Your score for this submission is : 0.826976229961.

Model II - Decision Tree Classifier with reduced number of features

from sklearn.tree import DecisionTreeClassifier

# define the predictors

dependent_variable = 'Income.Group'
independent_variable = ['Age', 'Education', 'Workclass', 'Sex', 'Hours.Per.Week']

print independent_variable

# Inititate the algorithm
model_02 = DecisionTreeClassifier(max_depth = 10, min_samples_leaf = 100, max_features= 'sqrt')

# Fit the algorithm
model_02.fit(train[independent_variable], train[dependent_variable])

# Model predictions
model_02_predictions = model_02.predict(test[independent_variable])

submission = pd.read_csv('sample_submission.csv')
submission.ID = test.ID
income_group = ['<=50K']*len(test['ID'])

for i in range(len(model_02_predictions)):
    if model_02_predictions[i] == 1: 
        income_group[i] = '>50K'
        
submission['Income.Group'] = income_group

submission.to_csv('submission_02.csv', index = False)

['Age', 'Education', 'Workclass', 'Sex', 'Hours.Per.Week']

Your score for this submission is : 0.806522940851.

Model III - Random Forest Classifier

from sklearn.ensemble import RandomForestClassifier

dependent_variable = 'Income.Group'
independent_variable = [x for x in train.columns if x not in ['ID', dependent_variable]]

# Inititate the algorithm
model_03 = RandomForestClassifier(max_depth = 10, min_samples_leaf = 10, max_features= 'auto')

# Fit the algorithm
model_03.fit(train[independent_variable], train[dependent_variable])

# Model predictions
model_03_predictions = model_03.predict(test[independent_variable])

# Make submission
submission = pd.read_csv('sample_submission.csv')
submission.ID = test.ID
income_group = ['<=50K']*len(test['ID'])
for i in range(len(model_03_predictions)):
    if model_03_predictions[i] == 1: 
        income_group[i] = '>50K'        
submission['Income.Group'] = income_group
submission.to_csv('submission_03.csv', index = False)

* **Recorded data**
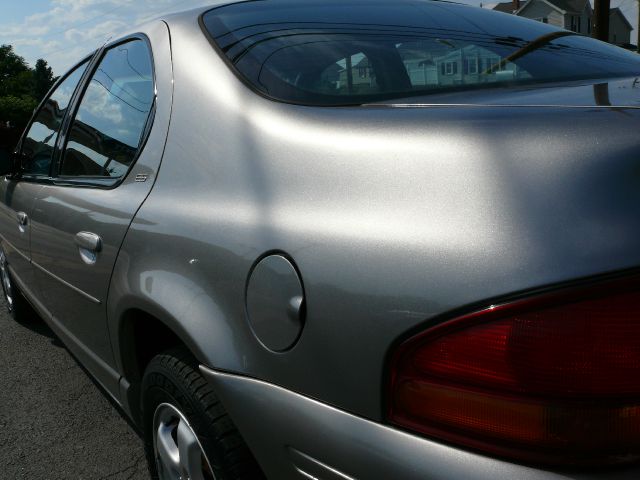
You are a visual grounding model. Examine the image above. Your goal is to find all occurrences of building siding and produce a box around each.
[609,15,631,45]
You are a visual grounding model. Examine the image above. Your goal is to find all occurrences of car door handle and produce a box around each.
[16,212,29,227]
[74,232,102,252]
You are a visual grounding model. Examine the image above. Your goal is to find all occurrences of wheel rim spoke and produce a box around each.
[153,403,216,480]
[178,421,204,480]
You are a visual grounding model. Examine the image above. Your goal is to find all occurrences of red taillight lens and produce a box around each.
[389,278,640,465]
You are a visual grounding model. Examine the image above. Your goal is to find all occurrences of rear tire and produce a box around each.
[0,250,34,322]
[142,348,265,480]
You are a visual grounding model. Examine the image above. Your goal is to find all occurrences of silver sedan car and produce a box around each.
[0,0,640,480]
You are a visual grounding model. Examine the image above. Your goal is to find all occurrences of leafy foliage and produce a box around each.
[0,45,56,130]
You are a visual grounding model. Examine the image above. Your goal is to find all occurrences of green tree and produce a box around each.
[33,58,56,102]
[0,95,38,125]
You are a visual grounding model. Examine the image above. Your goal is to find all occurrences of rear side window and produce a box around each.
[22,62,88,176]
[60,39,154,178]
[202,0,640,105]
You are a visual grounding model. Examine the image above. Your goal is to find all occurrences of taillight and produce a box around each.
[388,277,640,465]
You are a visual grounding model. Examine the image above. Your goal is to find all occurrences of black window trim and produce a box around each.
[48,32,157,189]
[16,49,100,184]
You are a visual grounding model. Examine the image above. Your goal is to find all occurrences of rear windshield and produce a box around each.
[202,0,640,106]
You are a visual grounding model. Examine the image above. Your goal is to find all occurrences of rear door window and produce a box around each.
[22,60,88,176]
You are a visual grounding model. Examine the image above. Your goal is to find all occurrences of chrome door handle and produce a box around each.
[16,212,29,227]
[74,232,102,252]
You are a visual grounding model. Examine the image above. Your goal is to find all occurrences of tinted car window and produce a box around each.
[203,0,640,105]
[22,62,88,175]
[60,40,154,178]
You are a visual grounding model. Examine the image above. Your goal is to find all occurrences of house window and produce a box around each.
[464,58,478,75]
[444,62,458,75]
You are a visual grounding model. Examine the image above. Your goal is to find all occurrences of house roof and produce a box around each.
[515,0,591,15]
[609,7,633,30]
[549,0,589,12]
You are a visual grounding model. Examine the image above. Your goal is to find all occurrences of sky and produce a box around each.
[0,0,638,75]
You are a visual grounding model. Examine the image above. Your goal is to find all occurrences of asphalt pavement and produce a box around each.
[0,298,149,480]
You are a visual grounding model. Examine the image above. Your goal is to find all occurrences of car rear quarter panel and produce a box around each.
[109,17,640,419]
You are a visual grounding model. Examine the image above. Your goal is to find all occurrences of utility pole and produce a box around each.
[593,0,611,42]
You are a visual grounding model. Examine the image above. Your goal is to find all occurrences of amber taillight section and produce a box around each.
[388,277,640,466]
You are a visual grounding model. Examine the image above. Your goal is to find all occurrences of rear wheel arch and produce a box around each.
[117,308,197,426]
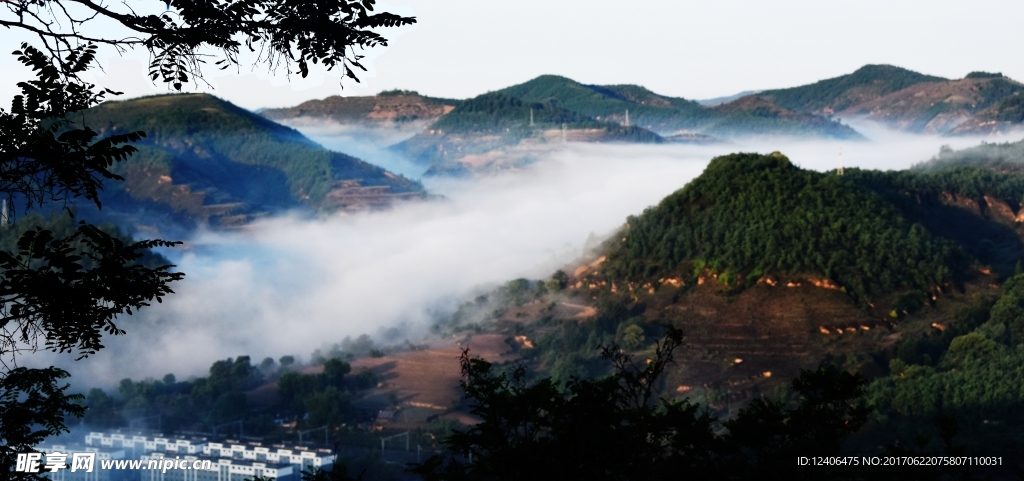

* **Requests**
#1 Reproduce the part of the income model text that opens with the words containing "from sklearn.ensemble import" and ends with "10, max_features= 'auto')".
#2 Pick up the income classifier code walkthrough from where it stops and write what comes next.

* **Responses per task**
#1
from sklearn.ensemble import RandomForestClassifier

dependent_variable = 'Income.Group'
independent_variable = [x for x in train.columns if x not in ['ID', dependent_variable]]

# Inititate the algorithm
model_03 = RandomForestClassifier(max_depth = 10, min_samples_leaf = 10, max_features= 'auto')

#2
Your score for this submission is : 0.8359437381.

Model IV - K Nearest Neighbors Classifier

from sklearn.neighbors import KNeighborsClassifier

dependent_variable = 'Income.Group'
independent_variable = [x for x in train.columns if x not in ['ID', dependent_variable]]

# Inititate the algorithm
model_04 = KNeighborsClassifier(n_neighbors=10, leaf_size=1)

# Fit the algorithm
model_04.fit(train[independent_variable], train[dependent_variable])

# Model predictions
model_04_predictions = model_04.predict(test[independent_variable])

# Make submission
submission = pd.read_csv('sample_submission.csv')
submission.ID = test.ID
income_group = ['<=50K']*len(test['ID'])
for i in range(len(model_04_predictions)):
    if model_04_predictions[i] == 1: 
        income_group[i] = '>50K'        
submission['Income.Group'] = income_group
submission.to_csv('submission_04.csv', index = False)

Your score for this submission is : 0.811313801364.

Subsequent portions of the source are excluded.